(Point-per-instance localization data)
=== Section Start ===
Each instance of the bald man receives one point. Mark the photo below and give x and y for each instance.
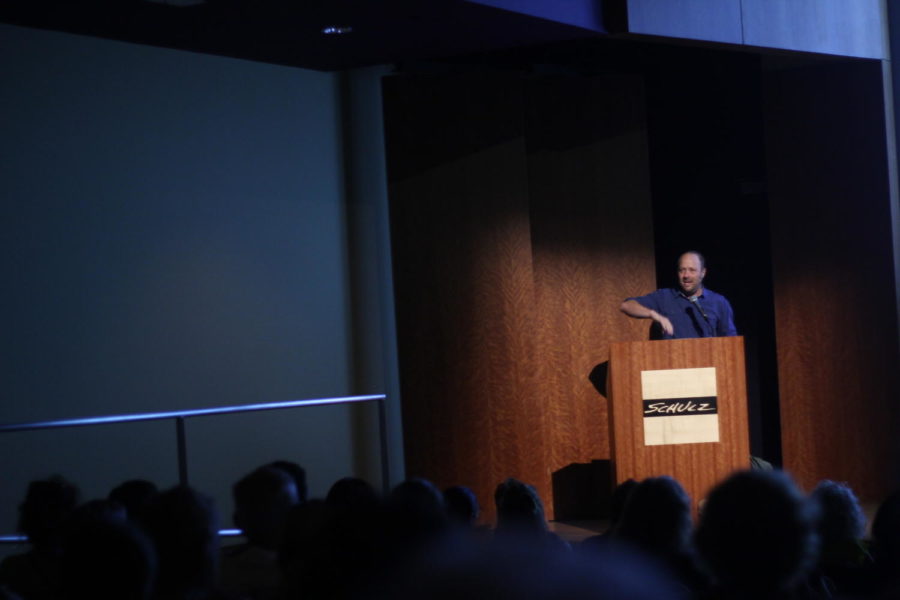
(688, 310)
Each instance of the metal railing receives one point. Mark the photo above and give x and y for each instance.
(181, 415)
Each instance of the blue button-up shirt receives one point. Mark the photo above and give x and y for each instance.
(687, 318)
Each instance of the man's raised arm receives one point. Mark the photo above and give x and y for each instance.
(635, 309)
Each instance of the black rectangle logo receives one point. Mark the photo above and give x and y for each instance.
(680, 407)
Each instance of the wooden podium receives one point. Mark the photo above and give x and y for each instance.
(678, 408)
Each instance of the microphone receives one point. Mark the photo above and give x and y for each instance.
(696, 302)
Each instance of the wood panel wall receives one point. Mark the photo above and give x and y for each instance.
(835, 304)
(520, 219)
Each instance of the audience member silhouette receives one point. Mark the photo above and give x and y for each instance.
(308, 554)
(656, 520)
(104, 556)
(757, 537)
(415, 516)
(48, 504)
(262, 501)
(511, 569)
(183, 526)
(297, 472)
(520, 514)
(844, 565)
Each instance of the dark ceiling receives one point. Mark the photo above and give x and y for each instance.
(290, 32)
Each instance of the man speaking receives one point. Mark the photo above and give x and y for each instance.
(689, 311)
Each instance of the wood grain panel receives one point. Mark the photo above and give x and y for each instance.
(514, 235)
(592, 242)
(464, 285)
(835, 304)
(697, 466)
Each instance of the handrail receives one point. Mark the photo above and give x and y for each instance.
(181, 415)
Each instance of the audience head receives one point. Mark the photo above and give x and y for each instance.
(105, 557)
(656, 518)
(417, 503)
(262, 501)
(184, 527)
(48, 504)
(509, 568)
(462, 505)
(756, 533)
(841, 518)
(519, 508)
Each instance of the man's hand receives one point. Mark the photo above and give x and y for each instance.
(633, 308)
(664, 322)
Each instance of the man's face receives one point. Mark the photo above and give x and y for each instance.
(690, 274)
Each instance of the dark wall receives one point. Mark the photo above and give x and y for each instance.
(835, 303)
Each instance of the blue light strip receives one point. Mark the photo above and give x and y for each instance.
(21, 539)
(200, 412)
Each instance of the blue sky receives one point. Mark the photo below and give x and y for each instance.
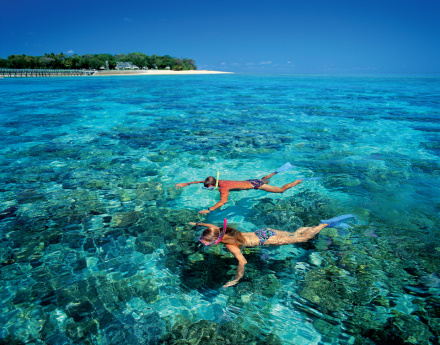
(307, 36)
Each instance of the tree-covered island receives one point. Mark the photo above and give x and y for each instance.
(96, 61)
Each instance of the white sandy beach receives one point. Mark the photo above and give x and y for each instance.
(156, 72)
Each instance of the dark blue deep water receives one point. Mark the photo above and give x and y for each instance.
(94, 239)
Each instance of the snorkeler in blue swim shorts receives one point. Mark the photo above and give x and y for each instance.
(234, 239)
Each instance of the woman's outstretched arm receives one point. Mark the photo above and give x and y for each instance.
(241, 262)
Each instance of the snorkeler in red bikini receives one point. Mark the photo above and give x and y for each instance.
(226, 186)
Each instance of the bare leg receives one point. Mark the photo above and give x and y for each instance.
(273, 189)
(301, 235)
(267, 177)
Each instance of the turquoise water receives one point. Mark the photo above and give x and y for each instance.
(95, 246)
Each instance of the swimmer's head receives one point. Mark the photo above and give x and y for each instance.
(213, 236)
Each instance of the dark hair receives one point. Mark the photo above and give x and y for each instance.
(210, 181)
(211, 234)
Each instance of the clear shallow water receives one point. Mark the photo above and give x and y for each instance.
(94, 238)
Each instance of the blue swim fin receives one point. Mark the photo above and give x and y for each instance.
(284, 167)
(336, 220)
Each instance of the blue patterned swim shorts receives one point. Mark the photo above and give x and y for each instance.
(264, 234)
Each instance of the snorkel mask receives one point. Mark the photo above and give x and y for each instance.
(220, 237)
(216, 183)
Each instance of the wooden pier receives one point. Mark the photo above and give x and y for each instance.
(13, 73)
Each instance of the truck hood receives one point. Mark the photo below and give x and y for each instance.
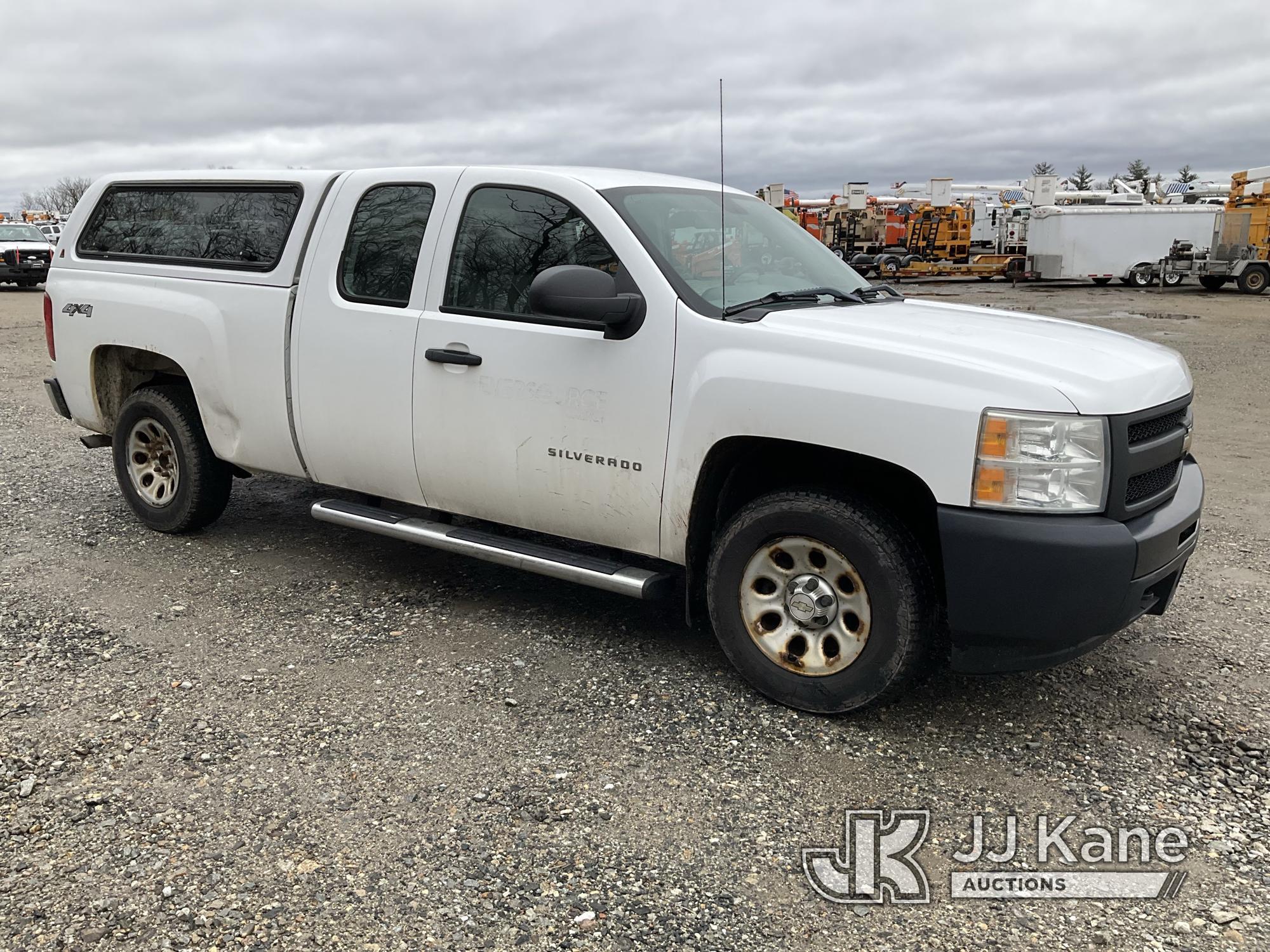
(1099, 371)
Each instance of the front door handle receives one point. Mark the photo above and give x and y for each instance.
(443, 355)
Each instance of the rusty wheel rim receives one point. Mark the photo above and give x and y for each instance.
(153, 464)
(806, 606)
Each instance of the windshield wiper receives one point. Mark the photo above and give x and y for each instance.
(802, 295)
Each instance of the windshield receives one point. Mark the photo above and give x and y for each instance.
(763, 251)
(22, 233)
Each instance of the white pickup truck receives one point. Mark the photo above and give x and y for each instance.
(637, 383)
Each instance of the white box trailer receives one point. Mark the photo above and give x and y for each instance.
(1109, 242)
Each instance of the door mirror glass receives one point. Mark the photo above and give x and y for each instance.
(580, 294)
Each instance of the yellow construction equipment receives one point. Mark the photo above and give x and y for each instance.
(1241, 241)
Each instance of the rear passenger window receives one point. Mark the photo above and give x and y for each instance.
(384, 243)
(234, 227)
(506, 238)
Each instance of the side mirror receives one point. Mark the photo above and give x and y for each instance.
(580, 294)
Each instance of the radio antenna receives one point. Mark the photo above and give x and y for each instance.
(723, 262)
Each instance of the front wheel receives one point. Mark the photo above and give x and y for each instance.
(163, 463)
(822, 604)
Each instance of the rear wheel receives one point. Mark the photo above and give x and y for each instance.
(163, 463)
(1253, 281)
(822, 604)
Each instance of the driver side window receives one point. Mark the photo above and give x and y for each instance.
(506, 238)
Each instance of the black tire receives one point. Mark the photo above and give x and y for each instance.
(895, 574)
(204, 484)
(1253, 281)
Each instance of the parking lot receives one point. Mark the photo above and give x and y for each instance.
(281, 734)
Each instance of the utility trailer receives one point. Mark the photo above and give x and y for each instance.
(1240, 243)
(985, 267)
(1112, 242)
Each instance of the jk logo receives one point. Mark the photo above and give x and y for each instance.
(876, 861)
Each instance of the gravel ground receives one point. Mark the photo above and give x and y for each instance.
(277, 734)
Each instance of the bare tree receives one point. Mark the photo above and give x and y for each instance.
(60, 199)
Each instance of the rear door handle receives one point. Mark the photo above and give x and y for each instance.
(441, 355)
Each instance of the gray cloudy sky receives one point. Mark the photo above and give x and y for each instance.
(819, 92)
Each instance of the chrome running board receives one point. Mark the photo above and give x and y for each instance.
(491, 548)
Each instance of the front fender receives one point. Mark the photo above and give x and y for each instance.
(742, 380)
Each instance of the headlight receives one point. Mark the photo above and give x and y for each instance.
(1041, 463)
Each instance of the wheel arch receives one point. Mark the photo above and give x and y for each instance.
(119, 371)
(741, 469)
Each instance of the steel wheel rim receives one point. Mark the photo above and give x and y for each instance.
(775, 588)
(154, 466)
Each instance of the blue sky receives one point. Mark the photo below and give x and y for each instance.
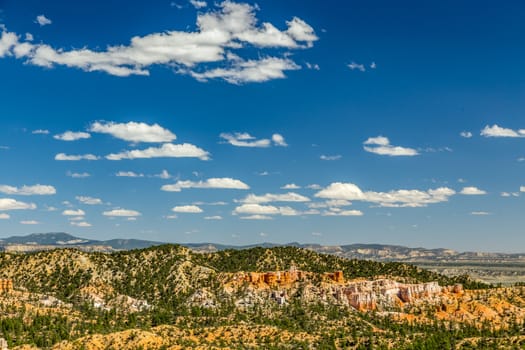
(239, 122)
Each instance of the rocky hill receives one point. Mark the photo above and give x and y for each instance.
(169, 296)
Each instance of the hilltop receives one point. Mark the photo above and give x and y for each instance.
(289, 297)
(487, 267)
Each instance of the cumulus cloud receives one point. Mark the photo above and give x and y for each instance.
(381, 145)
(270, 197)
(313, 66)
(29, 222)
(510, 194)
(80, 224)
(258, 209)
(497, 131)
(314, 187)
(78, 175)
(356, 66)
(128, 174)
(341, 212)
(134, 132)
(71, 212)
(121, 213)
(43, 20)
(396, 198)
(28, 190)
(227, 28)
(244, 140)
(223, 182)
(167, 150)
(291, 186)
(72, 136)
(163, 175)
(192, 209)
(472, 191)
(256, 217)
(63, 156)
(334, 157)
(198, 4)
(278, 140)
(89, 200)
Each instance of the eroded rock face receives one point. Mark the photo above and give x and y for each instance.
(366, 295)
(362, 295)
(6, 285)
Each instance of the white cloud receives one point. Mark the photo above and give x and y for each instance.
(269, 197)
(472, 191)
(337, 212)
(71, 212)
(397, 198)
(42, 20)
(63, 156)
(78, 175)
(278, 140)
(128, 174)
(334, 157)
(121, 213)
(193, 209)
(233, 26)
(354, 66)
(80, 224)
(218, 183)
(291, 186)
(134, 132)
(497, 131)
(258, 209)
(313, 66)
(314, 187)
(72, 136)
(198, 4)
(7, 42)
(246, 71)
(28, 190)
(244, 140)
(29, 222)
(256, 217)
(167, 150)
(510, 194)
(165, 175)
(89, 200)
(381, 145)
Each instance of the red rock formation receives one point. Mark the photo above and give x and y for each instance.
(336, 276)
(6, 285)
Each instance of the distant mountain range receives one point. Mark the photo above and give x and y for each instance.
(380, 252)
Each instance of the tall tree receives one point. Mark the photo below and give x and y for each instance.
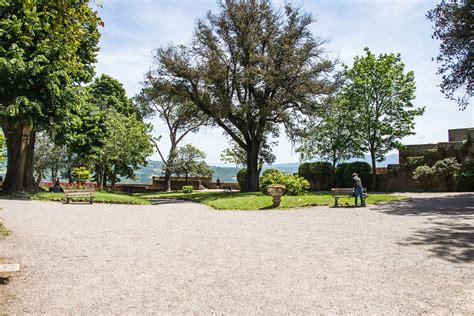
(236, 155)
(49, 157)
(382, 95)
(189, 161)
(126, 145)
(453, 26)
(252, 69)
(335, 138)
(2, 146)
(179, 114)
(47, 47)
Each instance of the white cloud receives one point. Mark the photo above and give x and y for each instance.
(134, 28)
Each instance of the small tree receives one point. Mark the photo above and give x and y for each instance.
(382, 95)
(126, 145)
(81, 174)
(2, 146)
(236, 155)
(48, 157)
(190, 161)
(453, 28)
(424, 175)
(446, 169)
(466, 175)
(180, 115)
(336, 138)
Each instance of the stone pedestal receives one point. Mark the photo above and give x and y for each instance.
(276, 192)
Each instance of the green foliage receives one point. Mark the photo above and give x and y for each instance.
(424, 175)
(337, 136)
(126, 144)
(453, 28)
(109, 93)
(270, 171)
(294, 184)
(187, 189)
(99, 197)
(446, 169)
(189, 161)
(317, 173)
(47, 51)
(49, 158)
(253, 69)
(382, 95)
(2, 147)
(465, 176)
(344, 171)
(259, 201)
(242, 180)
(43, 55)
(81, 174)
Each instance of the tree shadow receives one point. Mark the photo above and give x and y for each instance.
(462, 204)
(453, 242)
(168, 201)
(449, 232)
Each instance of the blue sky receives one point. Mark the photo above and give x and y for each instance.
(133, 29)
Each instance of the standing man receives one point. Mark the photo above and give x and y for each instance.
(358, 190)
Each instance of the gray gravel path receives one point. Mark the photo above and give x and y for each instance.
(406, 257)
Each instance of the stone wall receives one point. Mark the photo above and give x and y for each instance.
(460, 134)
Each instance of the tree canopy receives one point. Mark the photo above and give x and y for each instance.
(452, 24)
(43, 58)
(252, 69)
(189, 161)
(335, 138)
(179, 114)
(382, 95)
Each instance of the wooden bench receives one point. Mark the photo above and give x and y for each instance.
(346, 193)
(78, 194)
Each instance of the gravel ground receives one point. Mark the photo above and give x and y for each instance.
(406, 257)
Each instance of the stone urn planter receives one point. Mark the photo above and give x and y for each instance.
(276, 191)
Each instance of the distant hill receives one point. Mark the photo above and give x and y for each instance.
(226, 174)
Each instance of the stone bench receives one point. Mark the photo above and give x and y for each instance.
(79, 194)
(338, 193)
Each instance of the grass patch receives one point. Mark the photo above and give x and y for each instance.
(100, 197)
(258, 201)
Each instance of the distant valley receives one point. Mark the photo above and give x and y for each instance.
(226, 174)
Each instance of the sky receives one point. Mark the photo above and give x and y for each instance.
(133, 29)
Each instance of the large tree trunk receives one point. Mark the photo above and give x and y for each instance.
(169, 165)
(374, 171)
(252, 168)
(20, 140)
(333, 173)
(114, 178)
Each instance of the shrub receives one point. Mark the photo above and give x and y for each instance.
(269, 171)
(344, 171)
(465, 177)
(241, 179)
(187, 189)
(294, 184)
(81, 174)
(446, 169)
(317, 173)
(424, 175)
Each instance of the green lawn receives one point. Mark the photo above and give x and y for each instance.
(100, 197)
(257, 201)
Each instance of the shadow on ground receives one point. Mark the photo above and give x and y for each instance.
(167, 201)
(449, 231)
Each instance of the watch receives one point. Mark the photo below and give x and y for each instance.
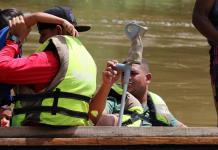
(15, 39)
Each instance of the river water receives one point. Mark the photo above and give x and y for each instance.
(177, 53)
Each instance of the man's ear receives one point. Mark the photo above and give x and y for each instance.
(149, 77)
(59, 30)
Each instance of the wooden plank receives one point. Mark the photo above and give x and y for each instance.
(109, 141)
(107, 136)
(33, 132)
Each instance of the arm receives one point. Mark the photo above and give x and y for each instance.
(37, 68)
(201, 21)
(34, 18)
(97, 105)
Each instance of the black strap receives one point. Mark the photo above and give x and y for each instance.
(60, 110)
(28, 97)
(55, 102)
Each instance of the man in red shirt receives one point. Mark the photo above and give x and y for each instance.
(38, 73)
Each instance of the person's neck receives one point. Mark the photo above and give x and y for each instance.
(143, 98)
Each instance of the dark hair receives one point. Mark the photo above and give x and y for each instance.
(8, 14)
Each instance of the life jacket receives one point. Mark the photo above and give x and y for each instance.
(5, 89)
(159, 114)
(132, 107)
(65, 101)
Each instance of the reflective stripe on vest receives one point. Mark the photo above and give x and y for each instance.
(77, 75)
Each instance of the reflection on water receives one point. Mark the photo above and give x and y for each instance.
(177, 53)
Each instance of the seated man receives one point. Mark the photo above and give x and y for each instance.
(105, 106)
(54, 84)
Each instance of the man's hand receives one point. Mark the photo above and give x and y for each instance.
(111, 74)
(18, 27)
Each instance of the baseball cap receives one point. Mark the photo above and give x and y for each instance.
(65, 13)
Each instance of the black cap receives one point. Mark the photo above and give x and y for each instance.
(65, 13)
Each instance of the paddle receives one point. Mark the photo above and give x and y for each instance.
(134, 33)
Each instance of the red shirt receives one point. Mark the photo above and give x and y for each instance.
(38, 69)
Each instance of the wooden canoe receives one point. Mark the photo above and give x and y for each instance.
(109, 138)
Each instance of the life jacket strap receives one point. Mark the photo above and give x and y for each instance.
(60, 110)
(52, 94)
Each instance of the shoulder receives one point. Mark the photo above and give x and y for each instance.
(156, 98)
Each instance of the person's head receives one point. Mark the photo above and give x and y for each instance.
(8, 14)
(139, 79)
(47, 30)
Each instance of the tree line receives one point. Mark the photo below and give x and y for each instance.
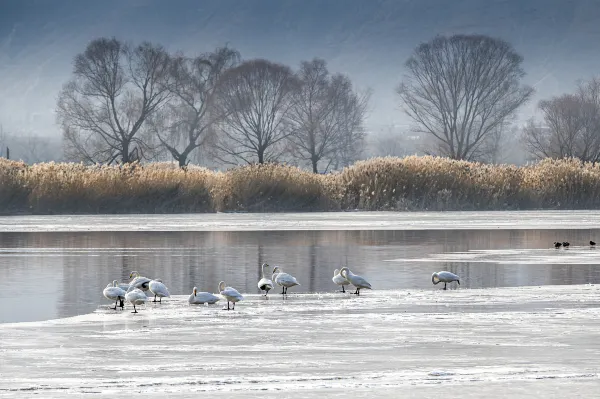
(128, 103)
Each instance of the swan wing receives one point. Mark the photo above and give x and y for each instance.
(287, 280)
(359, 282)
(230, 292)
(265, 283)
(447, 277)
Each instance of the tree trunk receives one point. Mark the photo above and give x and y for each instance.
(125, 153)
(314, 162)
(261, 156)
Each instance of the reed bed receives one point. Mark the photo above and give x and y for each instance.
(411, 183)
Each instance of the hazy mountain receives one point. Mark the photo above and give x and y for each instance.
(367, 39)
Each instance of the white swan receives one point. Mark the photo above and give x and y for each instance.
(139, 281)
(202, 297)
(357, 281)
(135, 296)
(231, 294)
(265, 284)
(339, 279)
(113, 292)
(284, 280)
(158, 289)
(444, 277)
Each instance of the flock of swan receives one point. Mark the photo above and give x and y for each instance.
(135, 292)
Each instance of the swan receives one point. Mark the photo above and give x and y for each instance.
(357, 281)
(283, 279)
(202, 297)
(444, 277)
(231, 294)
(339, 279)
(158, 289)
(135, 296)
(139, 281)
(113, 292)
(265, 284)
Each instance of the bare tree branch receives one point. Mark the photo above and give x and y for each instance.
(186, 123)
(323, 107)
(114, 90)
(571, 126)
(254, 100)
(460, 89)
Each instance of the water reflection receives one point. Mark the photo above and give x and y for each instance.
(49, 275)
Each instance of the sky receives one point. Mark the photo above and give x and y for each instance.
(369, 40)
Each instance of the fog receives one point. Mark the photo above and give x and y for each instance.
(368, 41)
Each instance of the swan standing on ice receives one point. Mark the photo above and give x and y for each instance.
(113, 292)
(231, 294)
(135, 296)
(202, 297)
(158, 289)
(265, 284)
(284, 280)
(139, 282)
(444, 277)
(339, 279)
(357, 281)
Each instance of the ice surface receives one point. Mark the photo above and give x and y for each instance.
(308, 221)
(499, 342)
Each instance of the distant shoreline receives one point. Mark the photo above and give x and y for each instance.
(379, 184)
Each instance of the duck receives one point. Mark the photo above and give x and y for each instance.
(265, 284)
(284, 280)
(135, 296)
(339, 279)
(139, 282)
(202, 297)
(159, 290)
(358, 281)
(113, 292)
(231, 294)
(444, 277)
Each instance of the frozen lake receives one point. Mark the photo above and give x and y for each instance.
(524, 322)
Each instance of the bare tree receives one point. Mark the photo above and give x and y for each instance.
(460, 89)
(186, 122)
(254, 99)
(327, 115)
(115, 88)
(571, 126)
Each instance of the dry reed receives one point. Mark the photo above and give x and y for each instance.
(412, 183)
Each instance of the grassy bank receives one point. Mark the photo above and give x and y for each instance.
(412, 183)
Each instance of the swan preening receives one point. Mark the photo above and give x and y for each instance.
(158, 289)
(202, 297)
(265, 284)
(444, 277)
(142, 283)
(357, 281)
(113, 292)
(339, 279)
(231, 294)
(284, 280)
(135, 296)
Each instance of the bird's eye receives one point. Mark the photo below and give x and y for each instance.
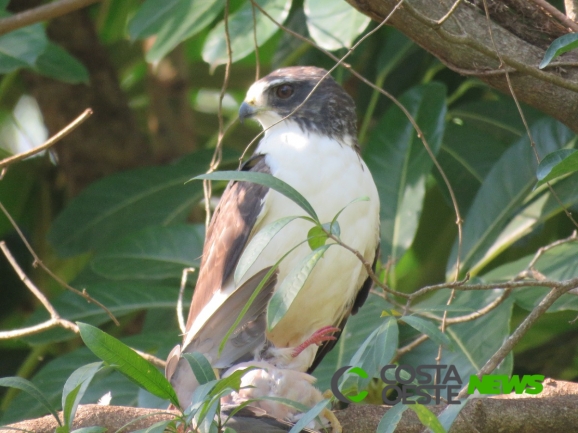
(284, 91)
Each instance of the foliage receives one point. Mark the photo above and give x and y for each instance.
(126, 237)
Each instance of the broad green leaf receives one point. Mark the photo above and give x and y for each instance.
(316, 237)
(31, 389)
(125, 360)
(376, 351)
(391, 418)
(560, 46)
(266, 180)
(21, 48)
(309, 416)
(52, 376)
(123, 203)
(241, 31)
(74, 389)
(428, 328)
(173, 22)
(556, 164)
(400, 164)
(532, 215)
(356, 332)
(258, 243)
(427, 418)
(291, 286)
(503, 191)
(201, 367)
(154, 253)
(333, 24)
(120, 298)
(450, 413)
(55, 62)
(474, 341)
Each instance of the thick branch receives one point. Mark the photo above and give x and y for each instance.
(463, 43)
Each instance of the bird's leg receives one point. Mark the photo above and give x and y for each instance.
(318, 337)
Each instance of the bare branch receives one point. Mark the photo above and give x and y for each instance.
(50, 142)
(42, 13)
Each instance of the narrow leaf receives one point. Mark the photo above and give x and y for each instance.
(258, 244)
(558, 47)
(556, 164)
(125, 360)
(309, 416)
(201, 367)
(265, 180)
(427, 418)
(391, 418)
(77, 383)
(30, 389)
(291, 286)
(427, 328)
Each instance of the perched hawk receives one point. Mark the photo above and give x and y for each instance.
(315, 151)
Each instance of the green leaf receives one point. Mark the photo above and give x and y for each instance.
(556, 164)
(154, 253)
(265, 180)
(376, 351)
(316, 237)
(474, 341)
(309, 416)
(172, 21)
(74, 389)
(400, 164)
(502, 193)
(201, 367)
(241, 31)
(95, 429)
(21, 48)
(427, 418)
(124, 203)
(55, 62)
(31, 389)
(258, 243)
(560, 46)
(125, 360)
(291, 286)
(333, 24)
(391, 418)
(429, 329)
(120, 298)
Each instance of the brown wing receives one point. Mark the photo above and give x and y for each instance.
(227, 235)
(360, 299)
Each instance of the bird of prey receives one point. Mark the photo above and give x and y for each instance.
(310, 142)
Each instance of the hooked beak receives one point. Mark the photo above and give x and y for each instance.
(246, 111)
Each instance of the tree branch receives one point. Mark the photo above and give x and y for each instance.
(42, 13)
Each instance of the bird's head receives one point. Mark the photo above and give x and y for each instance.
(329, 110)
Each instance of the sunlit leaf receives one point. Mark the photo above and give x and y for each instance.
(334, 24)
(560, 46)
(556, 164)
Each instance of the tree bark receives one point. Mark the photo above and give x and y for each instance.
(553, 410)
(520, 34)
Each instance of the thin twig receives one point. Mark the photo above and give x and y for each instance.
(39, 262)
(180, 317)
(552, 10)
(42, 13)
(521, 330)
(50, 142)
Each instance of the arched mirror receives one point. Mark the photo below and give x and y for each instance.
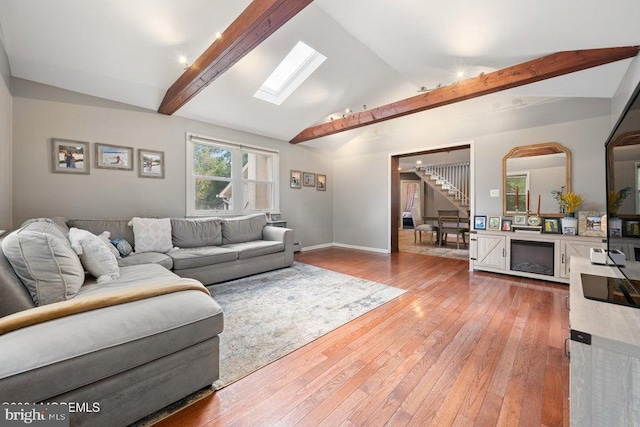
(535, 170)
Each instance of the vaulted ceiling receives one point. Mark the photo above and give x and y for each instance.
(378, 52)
=== Section End ===
▶ [What to produce] Write out again, exactly, each line from the one with "Each instance of the arched" to the end of the entries. No pictures go in.

▶ [Final answer]
Each instance of the arched mirror receives one point. Mark the photo below and give x and y for each instance.
(535, 170)
Each instance of the vaulted ceiling receives one point. Mark the photo above and give x and y for each instance.
(378, 52)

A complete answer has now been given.